*DO THIS:* Can you write out every line of the rows below again, requests included, shifting each coordinate in the answers by adding 53 to it and leaving the pictures out?

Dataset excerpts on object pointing
▼

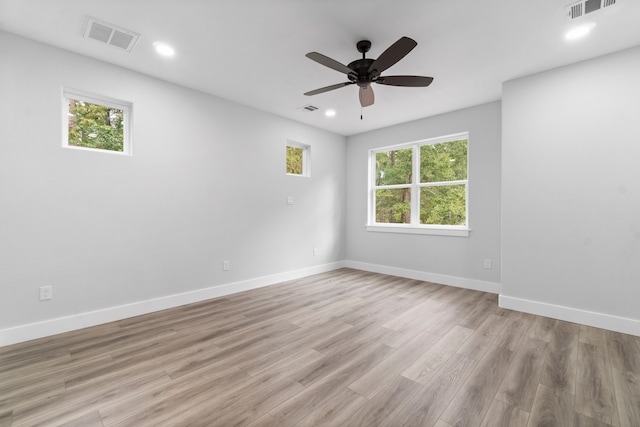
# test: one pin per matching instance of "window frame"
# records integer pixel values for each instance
(81, 95)
(306, 158)
(414, 227)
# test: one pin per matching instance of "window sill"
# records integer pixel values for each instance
(433, 230)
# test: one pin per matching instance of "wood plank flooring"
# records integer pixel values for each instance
(344, 348)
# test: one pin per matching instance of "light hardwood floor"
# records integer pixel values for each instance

▲

*EXERCISE SOLUTION:*
# test: one pin per matching instance of "window frame"
# records integer pixel values for each instance
(134, 148)
(359, 211)
(467, 280)
# test: one pin per matching instance of "window sill"
# records integer pixel values for each instance
(486, 283)
# test: one pin per matching instance of "wood plank flooring"
# records integer pixel values for each instance
(397, 401)
# test: one pin per matching instance of "light hardwood floor"
# records integer pixel values for each instance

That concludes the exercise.